_Consigne a_. Recopiez à l'identique les entrées, depuis leur toute première ligne jusqu'à la ligne contenant « [[[228,252],[238,250],[258,218],[251,210],[228,207]]] », celle-ci comprise. Laissez les images de côté.

_Extrait fourni_.

=-=-=-=-=

Le syndicat agricole majoritaire a obtenu de Gabriel Attal la mise sous tutelle de l’Office français de la biodiversité, et réclame toujours la fin de l’autonomie de l’Agence nationale de sécurité sanitaire de l’alimentation, de l’environnement et du travail sur les pesticides.
2 février 2024 à 07h45
Ce ne sont que deux phrases à la fin d’une liste de revendications de la FNSEA. Pour la « simplification » : « placer l’action de l’OFB [l’Office français de la biodiversité] sous l’autorité des préfets et désarmer [ses] agents ». Pour la « compétitivité » : « placer l’Anses [Agence nationale de sécurité sanitaire de l’alimentation, de l’environnement et du travail] sous l’autorité politique ».
Le 26 janvier, parmi de multiples annonces – et notamment la fin de la hausse du gazole non routier agricole –, le premier ministre Gabriel Attal n’a retenu que l’une des deux, la reprise en main de l’OFB. « Il faut qu’on arrive à faire baisser la pression, a-t-il dit en visite à Montastruc-de-Salies (Haute-Garonne). Désormais, l’OFB sera sous la tutelle du préfet, ce qui renforcera votre capacité à dire au préfet quand ça va ou quand ça ne va pas. » Puis il a ajouté : « Pour faire baisser la pression, faut-il vraiment être armé quand on contrôle une haie ? »
© Photomontage Mediapart
Cette déclaration a plongé les personnels de l’OFB, 3 000 agents et agentes environ, dans l’incompréhension. D’abord parce qu’ils sont loin d’être des électrons libres. Ils sont déjà sous la tutelle des préfets – délégués territoriaux de l’OFB – s’agissant des contrôles administratifs, et sous l’autorité des procureurs pour les volets judiciaires de leur mission. Ensuite parce que le nombre de contrôles visant les exploitant·es agricoles s’est élevé à 2 759 en 2023, soit 0,5 % de contrôlé·es – pour une population agricole de 500 000 personnes – dont 40 % seulement sont verbalisé·es.

=-=-=-=-=

_Consigne b_. Pour chacune des affirmations suivantes, indiquez par oui ou par non si elle concorde avec l'extrait, et citez mot pour mot le passage qui tranche. (i) Le premier ministre a retenu les deux revendications de la FNSEA sur l'OFB et l'Anses. (ii) Pour les contrôles administratifs, les agents de l'OFB relèvent déjà de la tutelle des préfets. (iii) L'OFB emploie environ 5 000 agents et agentes.

_Entrées fournies_.

=-=-=-=-=

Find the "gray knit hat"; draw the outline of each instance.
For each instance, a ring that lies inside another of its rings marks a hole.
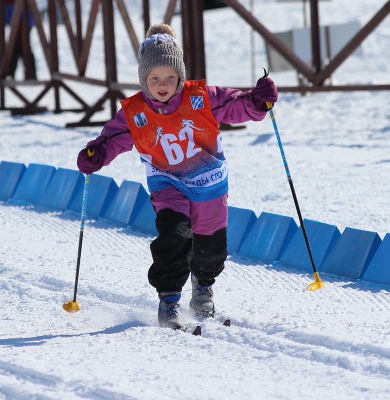
[[[140,46],[138,64],[140,84],[145,94],[150,98],[154,98],[148,90],[146,79],[149,72],[157,66],[170,66],[175,70],[179,78],[175,94],[182,88],[186,80],[183,50],[169,25],[160,24],[149,28],[146,39]]]

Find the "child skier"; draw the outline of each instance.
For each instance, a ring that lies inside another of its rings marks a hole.
[[[168,25],[151,26],[138,52],[142,90],[80,152],[91,174],[135,146],[146,168],[158,236],[148,278],[160,300],[162,327],[184,330],[180,300],[191,274],[190,308],[213,316],[212,285],[227,256],[228,167],[218,122],[260,121],[278,91],[270,78],[242,92],[186,80],[182,50]],[[93,155],[88,150],[93,149]]]

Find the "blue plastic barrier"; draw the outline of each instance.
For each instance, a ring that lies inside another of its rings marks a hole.
[[[278,261],[298,228],[290,216],[262,212],[238,254],[262,261]]]
[[[158,234],[156,227],[156,212],[150,200],[148,199],[144,204],[131,226],[142,232],[154,235]]]
[[[22,204],[40,204],[55,172],[54,166],[30,164],[10,201]]]
[[[137,182],[124,180],[103,218],[124,225],[131,226],[149,196]]]
[[[0,200],[12,197],[26,170],[24,164],[8,161],[0,163]]]
[[[364,274],[381,242],[376,232],[346,228],[319,270],[358,279]]]
[[[84,176],[78,171],[58,168],[54,174],[40,204],[54,210],[64,210],[84,188]]]
[[[304,220],[304,224],[316,268],[318,270],[337,242],[341,234],[334,225],[306,219]],[[296,232],[278,262],[308,272],[312,272],[313,267],[302,226]]]
[[[390,284],[390,234],[386,234],[362,279]]]
[[[83,182],[84,180],[83,176]],[[87,218],[97,218],[104,215],[118,189],[118,186],[112,178],[96,174],[90,175],[86,200]],[[68,210],[78,214],[81,212],[84,190],[84,184],[78,187],[74,197],[68,206]]]
[[[228,252],[238,250],[258,218],[251,210],[228,207]]]

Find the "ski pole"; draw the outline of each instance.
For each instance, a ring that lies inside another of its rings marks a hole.
[[[291,178],[290,168],[288,168],[288,165],[287,164],[287,160],[286,160],[286,156],[284,154],[284,150],[283,149],[283,145],[282,144],[282,140],[280,140],[280,136],[279,134],[279,132],[278,130],[278,126],[276,126],[276,120],[275,120],[275,114],[274,114],[274,111],[272,109],[272,104],[270,102],[266,102],[266,104],[268,108],[268,111],[270,112],[270,116],[271,119],[272,120],[272,124],[274,126],[274,130],[275,131],[275,134],[276,135],[276,140],[278,140],[278,144],[279,146],[279,150],[280,150],[280,154],[282,154],[282,158],[283,160],[283,164],[284,164],[284,169],[286,170],[286,172],[287,174],[287,178],[288,180],[288,184],[290,185],[290,188],[291,189],[291,192],[292,194],[292,198],[294,199],[294,204],[295,204],[295,206],[296,208],[296,212],[298,214],[298,218],[299,218],[300,222],[300,226],[302,228],[302,232],[304,234],[304,241],[306,242],[306,246],[308,248],[308,252],[309,257],[310,257],[310,261],[312,262],[312,266],[313,267],[313,270],[314,271],[314,278],[315,280],[314,282],[312,283],[311,283],[306,288],[306,290],[310,291],[317,290],[318,289],[320,289],[324,287],[324,284],[322,280],[321,280],[321,278],[320,278],[320,275],[318,275],[318,273],[317,272],[317,270],[316,268],[316,264],[314,262],[314,258],[313,258],[313,255],[312,253],[312,250],[310,248],[310,244],[309,244],[308,239],[308,235],[306,234],[306,230],[304,228],[304,220],[302,218],[300,209],[300,206],[298,204],[298,200],[296,198],[296,194],[295,192],[295,189],[294,188],[294,185],[292,183],[292,180]]]
[[[94,155],[94,149],[90,148],[88,150],[88,154],[90,158]],[[68,312],[77,312],[81,310],[81,304],[76,301],[77,286],[78,284],[78,273],[80,271],[80,261],[81,260],[81,250],[82,246],[82,236],[84,234],[84,222],[86,214],[86,198],[88,195],[88,186],[90,184],[90,176],[86,175],[84,183],[84,192],[82,195],[82,206],[81,220],[80,222],[80,233],[78,236],[78,248],[77,252],[77,262],[76,263],[76,278],[74,280],[74,292],[73,300],[68,300],[62,304],[62,308]]]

=-=-=-=-=

_Réponse complète a_.
Find the "gray knit hat"; draw the outline of each instance.
For each instance, a ring that lies inside another of its rings marks a hole.
[[[140,46],[138,64],[140,84],[145,94],[150,98],[154,98],[148,90],[146,79],[149,72],[157,66],[170,66],[175,70],[179,78],[175,94],[182,88],[186,80],[183,50],[169,25],[160,24],[149,28],[146,39]]]

Find the "child skier"; draw the outline of each instance.
For each instance, a ring that lies inside another of its rings marks a hole.
[[[168,25],[151,26],[138,52],[142,90],[80,152],[91,174],[135,146],[146,168],[158,236],[148,278],[160,300],[162,327],[184,330],[180,300],[191,274],[190,308],[213,316],[212,285],[227,256],[228,167],[218,122],[260,121],[278,91],[270,78],[242,92],[186,80],[182,50]],[[93,155],[88,150],[93,149]]]

Find the "blue plastic barrier"; draw the outline of each instance.
For each instance, a ring that lies inside another of its rings marks a hole.
[[[278,261],[298,228],[290,216],[262,212],[238,254],[262,261]]]
[[[158,234],[156,227],[156,212],[150,200],[148,199],[144,204],[131,226],[142,232],[154,235]]]
[[[22,204],[40,204],[55,172],[54,166],[30,164],[10,201]]]
[[[137,182],[124,180],[103,218],[124,225],[131,226],[149,196]]]
[[[0,200],[12,197],[26,170],[24,164],[8,161],[0,163]]]
[[[364,274],[381,242],[376,232],[346,228],[319,270],[358,279]]]
[[[84,176],[78,171],[58,168],[54,174],[40,204],[54,210],[64,210],[84,188]]]
[[[304,220],[304,224],[316,268],[318,270],[337,242],[341,234],[334,225],[306,219]],[[296,232],[278,262],[308,272],[312,272],[313,267],[302,226]]]
[[[390,284],[390,234],[386,234],[362,279]]]
[[[83,182],[84,180],[83,176]],[[87,218],[97,218],[104,215],[118,189],[118,186],[112,178],[96,174],[90,175],[86,200]],[[68,210],[78,214],[81,212],[84,190],[84,184],[78,187],[74,197],[68,206]]]
[[[228,252],[238,250],[258,218],[251,210],[228,207]]]

_Réponse complète b_.
(i) Non : « n’a retenu que l’une des deux, la reprise en main de l’OFB »
(ii) Oui : « Ils sont déjà sous la tutelle des préfets – délégués territoriaux de l’OFB – s’agissant des contrôles administratifs »
(iii) Non : « 3 000 agents et agentes environ »